* Task goal *
If a line in the data below holds the word "plastic", copy it.

* Information provided *
——————
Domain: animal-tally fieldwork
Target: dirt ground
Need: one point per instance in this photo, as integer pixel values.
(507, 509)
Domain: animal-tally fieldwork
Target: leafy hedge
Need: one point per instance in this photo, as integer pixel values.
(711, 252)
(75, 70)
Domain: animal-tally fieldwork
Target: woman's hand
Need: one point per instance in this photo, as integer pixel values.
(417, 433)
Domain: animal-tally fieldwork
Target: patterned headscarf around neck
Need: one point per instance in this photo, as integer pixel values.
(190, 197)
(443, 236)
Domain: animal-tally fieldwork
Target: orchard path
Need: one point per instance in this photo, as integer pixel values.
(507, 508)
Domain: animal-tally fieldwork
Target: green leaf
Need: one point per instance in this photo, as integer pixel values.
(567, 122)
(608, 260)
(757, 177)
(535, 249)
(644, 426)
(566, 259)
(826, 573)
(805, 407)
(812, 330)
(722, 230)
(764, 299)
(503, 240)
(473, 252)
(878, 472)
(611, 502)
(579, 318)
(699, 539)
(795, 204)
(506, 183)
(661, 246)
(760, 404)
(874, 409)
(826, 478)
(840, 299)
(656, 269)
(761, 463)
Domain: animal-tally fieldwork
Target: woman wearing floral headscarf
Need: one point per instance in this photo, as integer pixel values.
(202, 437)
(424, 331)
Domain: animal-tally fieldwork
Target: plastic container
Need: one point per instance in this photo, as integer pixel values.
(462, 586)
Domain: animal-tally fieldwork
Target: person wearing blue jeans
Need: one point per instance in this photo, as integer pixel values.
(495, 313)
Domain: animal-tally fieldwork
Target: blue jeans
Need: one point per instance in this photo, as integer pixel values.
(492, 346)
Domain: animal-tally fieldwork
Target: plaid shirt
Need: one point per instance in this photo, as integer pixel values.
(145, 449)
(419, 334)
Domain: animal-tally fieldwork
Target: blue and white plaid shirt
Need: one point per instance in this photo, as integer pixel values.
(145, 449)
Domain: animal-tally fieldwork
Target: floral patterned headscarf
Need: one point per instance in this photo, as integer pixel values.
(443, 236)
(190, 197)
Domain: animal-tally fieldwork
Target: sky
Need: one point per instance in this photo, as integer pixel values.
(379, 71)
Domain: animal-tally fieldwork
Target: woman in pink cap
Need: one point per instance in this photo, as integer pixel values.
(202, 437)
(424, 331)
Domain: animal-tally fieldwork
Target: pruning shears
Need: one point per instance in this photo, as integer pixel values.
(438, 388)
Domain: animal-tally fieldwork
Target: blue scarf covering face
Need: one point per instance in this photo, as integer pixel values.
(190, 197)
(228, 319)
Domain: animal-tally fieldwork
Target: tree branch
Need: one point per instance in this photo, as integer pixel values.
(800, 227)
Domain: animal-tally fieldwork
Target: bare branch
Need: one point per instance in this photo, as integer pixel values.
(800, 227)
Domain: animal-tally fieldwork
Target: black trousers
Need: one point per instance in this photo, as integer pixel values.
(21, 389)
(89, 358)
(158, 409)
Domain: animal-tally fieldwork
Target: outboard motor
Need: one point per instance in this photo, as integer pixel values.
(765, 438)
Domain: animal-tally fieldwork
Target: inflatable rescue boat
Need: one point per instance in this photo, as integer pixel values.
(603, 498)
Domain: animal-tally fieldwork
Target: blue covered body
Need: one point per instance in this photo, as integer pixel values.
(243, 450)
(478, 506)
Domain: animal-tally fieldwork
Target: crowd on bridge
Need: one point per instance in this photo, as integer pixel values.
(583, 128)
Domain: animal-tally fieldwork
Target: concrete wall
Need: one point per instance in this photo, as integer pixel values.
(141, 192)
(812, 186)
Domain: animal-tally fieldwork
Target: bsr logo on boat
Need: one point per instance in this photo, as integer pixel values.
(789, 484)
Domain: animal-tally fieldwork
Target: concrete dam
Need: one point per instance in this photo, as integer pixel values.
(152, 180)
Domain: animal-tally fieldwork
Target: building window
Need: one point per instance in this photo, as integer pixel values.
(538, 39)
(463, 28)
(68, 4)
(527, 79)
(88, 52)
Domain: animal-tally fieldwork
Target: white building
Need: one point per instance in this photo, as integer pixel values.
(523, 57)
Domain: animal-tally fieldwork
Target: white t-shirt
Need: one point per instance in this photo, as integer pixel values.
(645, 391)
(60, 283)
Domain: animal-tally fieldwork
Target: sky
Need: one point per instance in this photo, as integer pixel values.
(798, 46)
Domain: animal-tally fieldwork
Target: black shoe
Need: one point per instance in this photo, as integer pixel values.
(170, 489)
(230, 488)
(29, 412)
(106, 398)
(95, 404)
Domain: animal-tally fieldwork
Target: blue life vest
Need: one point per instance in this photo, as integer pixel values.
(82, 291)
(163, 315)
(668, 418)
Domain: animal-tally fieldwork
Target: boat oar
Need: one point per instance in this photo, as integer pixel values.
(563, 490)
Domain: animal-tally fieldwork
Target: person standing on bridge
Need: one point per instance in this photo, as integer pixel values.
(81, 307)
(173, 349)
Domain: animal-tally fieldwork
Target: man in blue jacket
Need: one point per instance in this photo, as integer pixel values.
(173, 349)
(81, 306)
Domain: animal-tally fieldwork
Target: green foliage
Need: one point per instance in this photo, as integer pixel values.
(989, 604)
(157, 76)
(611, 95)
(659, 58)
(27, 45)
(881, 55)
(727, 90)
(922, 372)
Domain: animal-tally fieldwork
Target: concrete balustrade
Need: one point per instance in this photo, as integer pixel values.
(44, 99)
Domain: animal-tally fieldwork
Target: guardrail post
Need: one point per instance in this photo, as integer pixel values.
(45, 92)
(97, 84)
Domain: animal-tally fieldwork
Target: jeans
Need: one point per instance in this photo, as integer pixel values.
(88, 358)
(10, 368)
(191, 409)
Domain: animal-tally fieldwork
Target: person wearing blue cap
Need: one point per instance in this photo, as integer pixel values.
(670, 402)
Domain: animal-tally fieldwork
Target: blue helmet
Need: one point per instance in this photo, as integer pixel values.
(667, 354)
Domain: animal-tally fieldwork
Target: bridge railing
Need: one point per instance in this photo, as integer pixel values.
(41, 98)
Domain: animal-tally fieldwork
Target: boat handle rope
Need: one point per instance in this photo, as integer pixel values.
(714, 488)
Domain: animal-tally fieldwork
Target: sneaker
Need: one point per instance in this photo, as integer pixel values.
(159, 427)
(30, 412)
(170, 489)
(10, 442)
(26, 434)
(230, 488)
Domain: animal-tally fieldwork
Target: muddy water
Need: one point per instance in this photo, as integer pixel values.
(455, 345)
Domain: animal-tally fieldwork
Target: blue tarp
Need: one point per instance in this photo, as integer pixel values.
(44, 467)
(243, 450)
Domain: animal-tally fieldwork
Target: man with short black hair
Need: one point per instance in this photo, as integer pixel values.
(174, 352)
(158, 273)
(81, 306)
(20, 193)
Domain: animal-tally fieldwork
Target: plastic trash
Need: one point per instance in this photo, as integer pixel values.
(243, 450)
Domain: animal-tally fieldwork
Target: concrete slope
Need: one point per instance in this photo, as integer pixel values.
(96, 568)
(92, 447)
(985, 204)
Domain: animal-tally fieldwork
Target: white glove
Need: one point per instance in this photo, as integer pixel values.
——————
* Exercise answer *
Target: plastic container
Target: plastic trash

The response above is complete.